- **Extracted information**
▬▬▬
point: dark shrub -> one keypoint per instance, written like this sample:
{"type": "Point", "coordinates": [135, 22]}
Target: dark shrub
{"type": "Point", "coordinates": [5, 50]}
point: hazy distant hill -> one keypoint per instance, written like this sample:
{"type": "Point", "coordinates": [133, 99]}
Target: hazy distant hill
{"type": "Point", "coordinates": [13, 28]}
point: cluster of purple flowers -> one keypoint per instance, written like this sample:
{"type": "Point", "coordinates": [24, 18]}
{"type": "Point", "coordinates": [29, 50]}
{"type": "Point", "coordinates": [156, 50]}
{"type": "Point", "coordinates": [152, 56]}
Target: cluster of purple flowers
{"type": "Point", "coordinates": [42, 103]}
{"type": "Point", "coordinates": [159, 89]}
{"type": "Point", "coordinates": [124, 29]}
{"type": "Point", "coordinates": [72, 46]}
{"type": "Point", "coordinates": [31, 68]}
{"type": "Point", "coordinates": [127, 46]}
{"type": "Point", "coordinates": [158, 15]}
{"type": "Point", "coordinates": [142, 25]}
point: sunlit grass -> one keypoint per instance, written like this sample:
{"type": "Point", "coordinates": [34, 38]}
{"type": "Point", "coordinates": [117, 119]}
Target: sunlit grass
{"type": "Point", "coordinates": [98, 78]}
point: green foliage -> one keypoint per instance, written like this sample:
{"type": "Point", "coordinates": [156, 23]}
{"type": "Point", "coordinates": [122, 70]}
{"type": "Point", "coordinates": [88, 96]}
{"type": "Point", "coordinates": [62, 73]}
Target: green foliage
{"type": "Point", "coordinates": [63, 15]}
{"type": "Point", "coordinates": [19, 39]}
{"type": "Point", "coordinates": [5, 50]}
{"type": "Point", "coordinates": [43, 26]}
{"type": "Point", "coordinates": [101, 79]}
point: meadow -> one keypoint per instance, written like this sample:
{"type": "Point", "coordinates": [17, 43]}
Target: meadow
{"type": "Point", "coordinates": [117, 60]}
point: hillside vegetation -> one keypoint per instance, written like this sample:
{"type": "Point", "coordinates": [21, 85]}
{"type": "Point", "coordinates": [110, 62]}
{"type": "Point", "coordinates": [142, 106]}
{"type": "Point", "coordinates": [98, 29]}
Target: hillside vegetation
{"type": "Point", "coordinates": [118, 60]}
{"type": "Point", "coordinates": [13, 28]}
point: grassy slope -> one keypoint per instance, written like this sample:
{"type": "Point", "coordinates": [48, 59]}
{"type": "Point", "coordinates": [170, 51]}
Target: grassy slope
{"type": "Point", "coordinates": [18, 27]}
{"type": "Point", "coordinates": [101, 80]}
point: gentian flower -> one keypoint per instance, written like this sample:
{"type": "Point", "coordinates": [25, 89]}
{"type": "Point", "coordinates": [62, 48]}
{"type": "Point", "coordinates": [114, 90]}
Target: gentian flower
▬▬▬
- **Problem description**
Working through the entries above, copy every line in which "written" is found.

- **Answer section**
point: dark shrub -> one keypoint per instance, written like this sample:
point: hazy distant hill -> one keypoint per instance, written like this sample:
point: cluster of purple flowers -> one keypoint per instance, written like this sample:
point: sunlit grass -> one keypoint per instance, written like this sample:
point: green foliage -> one keypoint per instance, written like this sample:
point: meadow -> one keypoint per instance, written like this sample:
point: hillside vegetation -> one keypoint per instance, written like this sample:
point: grassy slope -> one keypoint per instance, written like this sample:
point: gentian flower -> one keypoint per instance, written like this sample:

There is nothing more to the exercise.